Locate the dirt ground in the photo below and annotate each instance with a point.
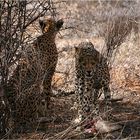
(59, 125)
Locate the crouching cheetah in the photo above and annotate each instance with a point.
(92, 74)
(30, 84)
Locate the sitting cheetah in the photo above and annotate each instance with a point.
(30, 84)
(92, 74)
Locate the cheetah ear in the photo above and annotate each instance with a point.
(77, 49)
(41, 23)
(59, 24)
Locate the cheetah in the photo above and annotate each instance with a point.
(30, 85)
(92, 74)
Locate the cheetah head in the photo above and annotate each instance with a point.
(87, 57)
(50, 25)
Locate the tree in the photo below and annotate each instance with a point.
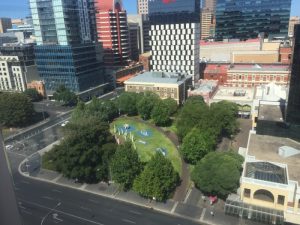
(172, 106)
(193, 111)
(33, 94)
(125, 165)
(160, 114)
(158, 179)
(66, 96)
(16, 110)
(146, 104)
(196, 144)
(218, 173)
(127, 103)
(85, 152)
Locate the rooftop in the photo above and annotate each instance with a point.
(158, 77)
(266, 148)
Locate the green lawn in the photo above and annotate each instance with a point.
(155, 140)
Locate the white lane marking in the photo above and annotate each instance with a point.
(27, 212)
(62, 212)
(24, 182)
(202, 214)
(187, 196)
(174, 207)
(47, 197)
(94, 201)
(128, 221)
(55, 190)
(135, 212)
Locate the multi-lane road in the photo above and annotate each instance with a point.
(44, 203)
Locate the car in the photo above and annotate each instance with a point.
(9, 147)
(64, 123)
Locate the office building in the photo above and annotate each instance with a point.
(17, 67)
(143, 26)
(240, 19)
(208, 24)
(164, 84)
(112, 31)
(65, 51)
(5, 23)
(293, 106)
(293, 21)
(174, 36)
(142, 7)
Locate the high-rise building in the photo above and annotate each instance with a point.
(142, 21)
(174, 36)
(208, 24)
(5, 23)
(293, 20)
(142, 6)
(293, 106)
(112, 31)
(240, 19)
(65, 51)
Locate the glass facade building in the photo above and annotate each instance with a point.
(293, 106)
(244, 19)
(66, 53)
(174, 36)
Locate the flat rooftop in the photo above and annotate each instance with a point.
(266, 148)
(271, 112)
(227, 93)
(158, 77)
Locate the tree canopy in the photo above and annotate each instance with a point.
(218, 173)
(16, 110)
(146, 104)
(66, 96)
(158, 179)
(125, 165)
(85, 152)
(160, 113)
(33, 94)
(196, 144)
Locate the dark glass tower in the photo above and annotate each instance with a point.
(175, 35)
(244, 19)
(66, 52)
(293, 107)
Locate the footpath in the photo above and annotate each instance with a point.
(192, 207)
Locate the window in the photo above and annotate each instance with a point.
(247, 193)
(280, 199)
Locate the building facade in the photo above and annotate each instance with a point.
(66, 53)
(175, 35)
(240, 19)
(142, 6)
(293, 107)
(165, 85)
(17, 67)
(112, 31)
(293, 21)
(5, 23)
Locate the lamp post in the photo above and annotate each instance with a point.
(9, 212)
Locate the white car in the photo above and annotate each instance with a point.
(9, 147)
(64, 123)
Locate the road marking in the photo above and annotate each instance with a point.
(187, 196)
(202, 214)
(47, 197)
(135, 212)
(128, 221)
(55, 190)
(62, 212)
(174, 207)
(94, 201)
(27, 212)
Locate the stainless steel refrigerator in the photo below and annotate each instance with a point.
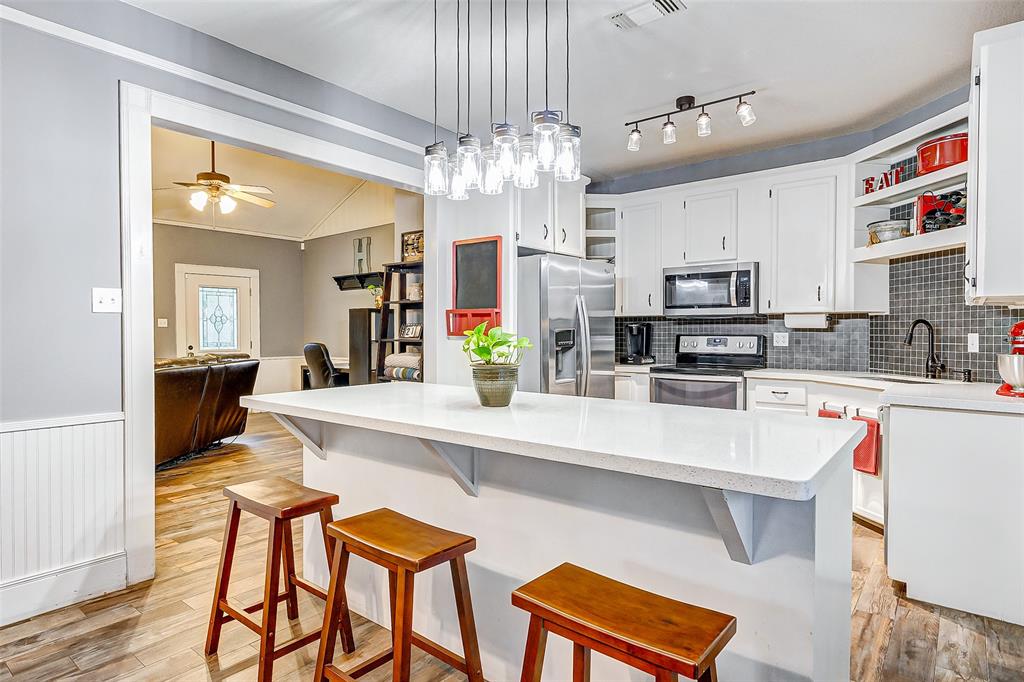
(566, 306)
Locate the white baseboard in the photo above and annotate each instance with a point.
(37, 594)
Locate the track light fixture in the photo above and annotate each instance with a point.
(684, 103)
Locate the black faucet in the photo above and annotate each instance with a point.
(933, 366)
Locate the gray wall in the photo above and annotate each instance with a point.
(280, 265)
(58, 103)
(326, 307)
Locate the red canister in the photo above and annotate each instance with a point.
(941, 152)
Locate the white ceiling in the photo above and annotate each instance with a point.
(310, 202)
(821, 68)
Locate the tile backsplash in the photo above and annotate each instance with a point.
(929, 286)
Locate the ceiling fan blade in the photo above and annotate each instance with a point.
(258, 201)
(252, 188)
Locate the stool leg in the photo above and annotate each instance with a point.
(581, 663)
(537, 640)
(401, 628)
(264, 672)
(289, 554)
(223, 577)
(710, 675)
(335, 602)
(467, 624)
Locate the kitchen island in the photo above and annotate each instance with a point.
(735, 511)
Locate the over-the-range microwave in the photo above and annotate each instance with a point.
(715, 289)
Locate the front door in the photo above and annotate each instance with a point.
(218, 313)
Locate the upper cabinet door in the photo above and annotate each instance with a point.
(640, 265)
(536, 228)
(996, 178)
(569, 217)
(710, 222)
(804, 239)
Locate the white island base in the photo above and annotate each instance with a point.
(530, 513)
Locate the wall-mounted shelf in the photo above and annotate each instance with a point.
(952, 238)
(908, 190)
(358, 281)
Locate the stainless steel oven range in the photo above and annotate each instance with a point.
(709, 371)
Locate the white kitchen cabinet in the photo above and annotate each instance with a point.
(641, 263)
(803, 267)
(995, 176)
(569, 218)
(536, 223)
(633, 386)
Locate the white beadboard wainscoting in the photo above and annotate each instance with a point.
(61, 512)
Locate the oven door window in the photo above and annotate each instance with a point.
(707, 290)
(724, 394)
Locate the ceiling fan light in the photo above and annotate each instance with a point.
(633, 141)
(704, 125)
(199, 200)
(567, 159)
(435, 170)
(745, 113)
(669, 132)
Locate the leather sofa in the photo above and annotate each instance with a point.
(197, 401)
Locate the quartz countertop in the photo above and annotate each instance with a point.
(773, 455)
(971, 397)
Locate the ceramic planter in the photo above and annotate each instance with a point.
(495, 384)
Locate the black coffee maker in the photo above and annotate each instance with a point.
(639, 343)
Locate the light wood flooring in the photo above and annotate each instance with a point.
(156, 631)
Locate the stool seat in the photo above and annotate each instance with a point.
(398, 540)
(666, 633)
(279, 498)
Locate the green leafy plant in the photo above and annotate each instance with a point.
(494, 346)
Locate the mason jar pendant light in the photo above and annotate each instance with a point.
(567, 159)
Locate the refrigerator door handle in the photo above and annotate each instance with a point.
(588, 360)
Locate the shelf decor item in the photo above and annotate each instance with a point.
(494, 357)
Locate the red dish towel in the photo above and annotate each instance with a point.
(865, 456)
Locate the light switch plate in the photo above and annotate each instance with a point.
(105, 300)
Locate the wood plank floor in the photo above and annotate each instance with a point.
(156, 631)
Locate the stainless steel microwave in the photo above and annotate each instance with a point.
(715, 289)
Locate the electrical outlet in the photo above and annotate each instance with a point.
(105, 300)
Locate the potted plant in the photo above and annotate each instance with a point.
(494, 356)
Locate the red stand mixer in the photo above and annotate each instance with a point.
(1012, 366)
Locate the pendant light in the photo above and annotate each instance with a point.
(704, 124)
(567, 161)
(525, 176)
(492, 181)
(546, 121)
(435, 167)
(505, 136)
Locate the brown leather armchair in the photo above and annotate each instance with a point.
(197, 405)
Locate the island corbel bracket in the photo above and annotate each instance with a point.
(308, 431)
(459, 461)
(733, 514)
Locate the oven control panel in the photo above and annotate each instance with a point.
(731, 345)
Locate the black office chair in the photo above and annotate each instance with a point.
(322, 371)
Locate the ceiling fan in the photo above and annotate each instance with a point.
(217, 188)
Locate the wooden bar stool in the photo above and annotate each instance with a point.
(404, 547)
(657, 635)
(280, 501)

◆ ◆ ◆ ◆

BRIEF ▸ Do not include images; quote all of the entries above exactly.

SOLUTION TO THIS PROBLEM ▸
Locate the dirt ground in the photo below and annotate each instance with a point.
(59, 125)
Locate the crouching cheetah in the photo above and annotate each instance with a point.
(92, 74)
(30, 84)
Locate the sitting cheetah in the photo above and annotate each instance with a point.
(30, 84)
(92, 74)
Locate the cheetah ear in the photo above and annotate each instance with a point.
(77, 49)
(41, 23)
(59, 24)
Locate the cheetah in the photo above and annotate each instance with a point.
(30, 85)
(92, 74)
Locate the cheetah head in the photo above and annotate each instance with a point.
(87, 57)
(50, 25)
Locate the tree in the photo below and annotate each instance with a point.
(172, 106)
(193, 111)
(33, 94)
(125, 165)
(160, 114)
(158, 179)
(66, 96)
(16, 110)
(146, 104)
(196, 144)
(218, 173)
(127, 103)
(85, 152)
Locate the rooftop in the photo above and annotate each instance with a point.
(158, 77)
(266, 148)
Locate the green lawn in the photo above and annotate each instance with a point.
(155, 140)
Locate the white lane marking in the photo above and annotate each instance with a point.
(27, 212)
(62, 212)
(24, 182)
(202, 214)
(187, 196)
(174, 207)
(47, 197)
(94, 201)
(128, 221)
(55, 190)
(135, 212)
Locate the multi-lane road in the photo above and annotate each instance with a point.
(44, 203)
Locate the car in the photo above and annotate each instance with a point.
(9, 147)
(64, 123)
Locate the office building in the photo above and annotate each instance with a point.
(17, 67)
(143, 26)
(240, 19)
(208, 24)
(164, 84)
(112, 31)
(65, 51)
(5, 23)
(293, 106)
(293, 21)
(174, 36)
(142, 7)
Locate the high-rise building in the photo above and annotate each instance with a point.
(142, 21)
(174, 36)
(208, 24)
(5, 23)
(293, 20)
(142, 6)
(293, 106)
(112, 31)
(240, 19)
(65, 51)
Locate the glass facade building in the photo above and annotate each instance with a point.
(293, 106)
(244, 19)
(66, 53)
(174, 36)
Locate the flat rooftop in the photo above and annotate each instance with a point.
(266, 148)
(271, 112)
(227, 93)
(158, 77)
Locate the tree canopy in the photo above and annotate each instance with a point.
(218, 173)
(16, 110)
(146, 104)
(66, 96)
(158, 179)
(125, 165)
(85, 152)
(160, 113)
(33, 94)
(196, 144)
Locate the dark glass tower in the photo above and annotate each instance with a point.
(175, 35)
(244, 19)
(66, 52)
(293, 107)
Locate the footpath in the photo above and annotate each instance with a point.
(192, 207)
Locate the window in the photo above and annotate each instance with a point.
(247, 193)
(280, 199)
Locate the building facade in the photo above and annotate each instance with a point.
(66, 53)
(175, 35)
(240, 19)
(142, 6)
(293, 107)
(165, 85)
(17, 67)
(112, 31)
(293, 21)
(5, 23)
Locate the lamp post in the photo above and annotate each instance with a point.
(9, 212)
Locate the white car in the photo above and annotate each instance with a point.
(9, 147)
(64, 123)
Locate the road marking in the photo above and annotate each instance with a point.
(187, 196)
(202, 214)
(47, 197)
(135, 212)
(128, 221)
(55, 190)
(62, 212)
(174, 207)
(94, 201)
(27, 212)
Locate the stainless steel refrigerator in the photo below and annotate each instance with a point.
(566, 306)
Locate the white baseboard in the photo above and annotate each instance with a point.
(37, 594)
Locate the track light fixture in the photo above and annotate each instance with a point.
(684, 103)
Locate the black faucet in the photo above and annotate each instance with a point.
(933, 366)
Locate the gray wall in the photo above and annotate each instance with a point.
(280, 265)
(58, 103)
(326, 307)
Locate the red canister in the photo above and annotate each instance with a point.
(941, 152)
Locate the white ceiling in the photo above and annotate each instance with a point.
(310, 202)
(821, 68)
Locate the tile backsplash in the photo above and annotate each instance with a point.
(929, 286)
Locate the ceiling fan blade in the photo above and annotate each instance with a point.
(258, 201)
(252, 188)
Locate the stool leg in the photo above and annotate each instance with a point.
(581, 663)
(537, 640)
(401, 628)
(264, 672)
(289, 554)
(223, 577)
(710, 675)
(335, 602)
(467, 624)
Locate the kitchen island in the photo above and annotate each instance with a point.
(735, 511)
Locate the over-the-range microwave in the photo above and annotate each instance with a point.
(715, 289)
Locate the front door in the photo above and annotate each instance with a point.
(218, 313)
Locate the upper cabinet door in the photo above and annotate each instance with a point.
(640, 265)
(536, 228)
(996, 178)
(569, 217)
(710, 222)
(804, 239)
Locate the white island base in the photo above and annotate each instance with a point.
(530, 513)
Locate the wall-mounted shelf in the photo above and annotate each instance with a point.
(952, 238)
(908, 190)
(358, 281)
Locate the stainless steel oven range in the photo above and annotate each instance with a point.
(709, 371)
Locate the white kitchen cabinet in the photo above and annotate each instance with a point.
(641, 263)
(803, 267)
(995, 176)
(569, 218)
(536, 223)
(633, 386)
Locate the white beadboard wainscoting in the photo above and annotate each instance with a point.
(61, 512)
Locate the oven door window in the photo above and annotate each instance with a point.
(707, 290)
(724, 394)
Locate the ceiling fan light in the photo above and annotate each instance with a point.
(633, 141)
(704, 125)
(199, 200)
(567, 159)
(435, 170)
(745, 113)
(669, 132)
Locate the leather sofa in the photo above and annotate each instance with a point.
(197, 401)
Locate the quartz countertop in the photo above and annotate each instance with a point.
(773, 455)
(971, 397)
Locate the ceramic planter in the photo above and annotate each instance with a point.
(495, 384)
Locate the black coffee maker in the photo above and annotate each instance with a point.
(639, 343)
Locate the light wood flooring in the photo above and annotate each instance with a point.
(156, 631)
Locate the stool seat in the photo above and annotate each instance with a point.
(398, 540)
(666, 633)
(279, 498)
Locate the green leafy plant in the photo above and annotate each instance with a point.
(494, 346)
Locate the mason jar pendant light in the photo above and annotate each instance with a point.
(567, 159)
Locate the refrigerator door handle in the photo above and annotate each instance with a point.
(588, 360)
Locate the shelf decor item in the photo above and annotate each instance with a point.
(494, 357)
Locate the red dish towel in the photo above and annotate each instance with a point.
(865, 456)
Locate the light switch plate in the photo above and annotate each instance with a point.
(105, 300)
Locate the wood plank floor in the photo above and annotate each instance with a point.
(156, 631)
Locate the stainless steel microwave in the photo above and annotate each instance with a point.
(715, 289)
Locate the electrical outlet in the photo above and annotate each instance with a point.
(105, 300)
Locate the potted plant in the photo above and annotate each instance with a point.
(494, 356)
Locate the red stand mixer in the photo above and annotate each instance with a point.
(1012, 366)
Locate the pendant light in the photo above and annotate each instance with a point.
(704, 124)
(567, 161)
(525, 176)
(492, 181)
(546, 121)
(435, 167)
(505, 136)
Locate the brown leather armchair in the photo above and annotate each instance with a point.
(197, 405)
Locate the island corbel bracket in the photo above and annotate each instance with a point.
(308, 431)
(459, 461)
(733, 514)
Locate the oven control panel in the photo above and annotate each instance with a point.
(731, 345)
Locate the black office chair in the photo above and annotate each instance with a point.
(322, 371)
Locate the ceiling fan in the photo above and annotate each instance with a point.
(217, 188)
Locate the wooden bar stool in the photo above and annotate each instance with a point.
(404, 547)
(657, 635)
(280, 501)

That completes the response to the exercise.